Rewrite every line of the material from the line containing "point: purple sock" through the end of the material, shifting each x and y coordinate up by 83 and leaving all other text unchanged.
— begin RECORDS SUPPLIED —
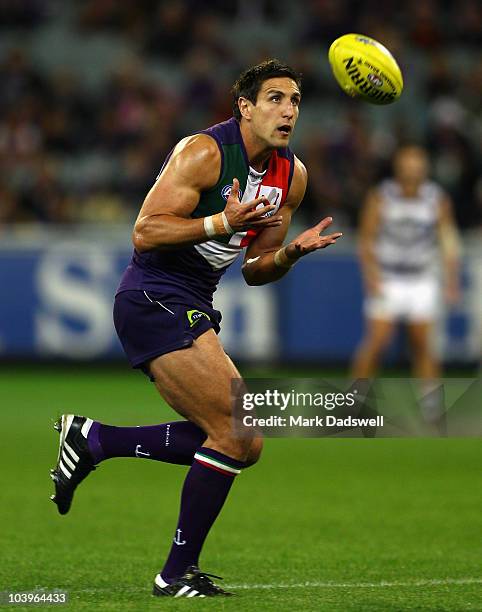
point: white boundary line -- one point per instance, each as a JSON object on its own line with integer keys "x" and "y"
{"x": 311, "y": 585}
{"x": 360, "y": 585}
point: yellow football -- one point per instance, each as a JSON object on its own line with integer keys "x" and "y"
{"x": 365, "y": 69}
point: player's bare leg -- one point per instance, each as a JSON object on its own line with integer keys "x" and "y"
{"x": 196, "y": 382}
{"x": 426, "y": 368}
{"x": 377, "y": 337}
{"x": 424, "y": 361}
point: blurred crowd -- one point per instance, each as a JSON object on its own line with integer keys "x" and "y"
{"x": 75, "y": 148}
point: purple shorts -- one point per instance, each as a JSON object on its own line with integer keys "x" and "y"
{"x": 147, "y": 327}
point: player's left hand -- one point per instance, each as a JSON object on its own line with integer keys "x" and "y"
{"x": 312, "y": 240}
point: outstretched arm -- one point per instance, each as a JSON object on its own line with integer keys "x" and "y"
{"x": 266, "y": 259}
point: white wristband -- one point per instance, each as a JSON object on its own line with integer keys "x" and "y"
{"x": 227, "y": 227}
{"x": 209, "y": 227}
{"x": 217, "y": 225}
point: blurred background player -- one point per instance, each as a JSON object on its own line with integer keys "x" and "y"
{"x": 405, "y": 221}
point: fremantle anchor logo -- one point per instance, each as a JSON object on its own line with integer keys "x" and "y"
{"x": 139, "y": 453}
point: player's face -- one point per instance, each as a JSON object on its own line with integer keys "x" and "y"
{"x": 275, "y": 113}
{"x": 411, "y": 165}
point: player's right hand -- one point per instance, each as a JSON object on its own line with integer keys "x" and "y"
{"x": 242, "y": 217}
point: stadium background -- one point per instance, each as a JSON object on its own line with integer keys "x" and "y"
{"x": 93, "y": 95}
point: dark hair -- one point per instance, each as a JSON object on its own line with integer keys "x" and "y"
{"x": 249, "y": 82}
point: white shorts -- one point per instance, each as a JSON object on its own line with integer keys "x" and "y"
{"x": 408, "y": 298}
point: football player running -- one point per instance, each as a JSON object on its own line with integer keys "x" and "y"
{"x": 231, "y": 188}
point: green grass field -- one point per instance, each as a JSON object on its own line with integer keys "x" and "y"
{"x": 331, "y": 524}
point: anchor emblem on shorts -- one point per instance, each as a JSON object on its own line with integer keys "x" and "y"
{"x": 177, "y": 540}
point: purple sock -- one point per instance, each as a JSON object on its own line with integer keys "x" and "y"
{"x": 205, "y": 490}
{"x": 170, "y": 442}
— end RECORDS SUPPLIED —
COMPLETED TASK:
point: purple sock -- one point per instance, each as a JSON object on its own line with integer keys "x" and "y"
{"x": 288, "y": 573}
{"x": 253, "y": 525}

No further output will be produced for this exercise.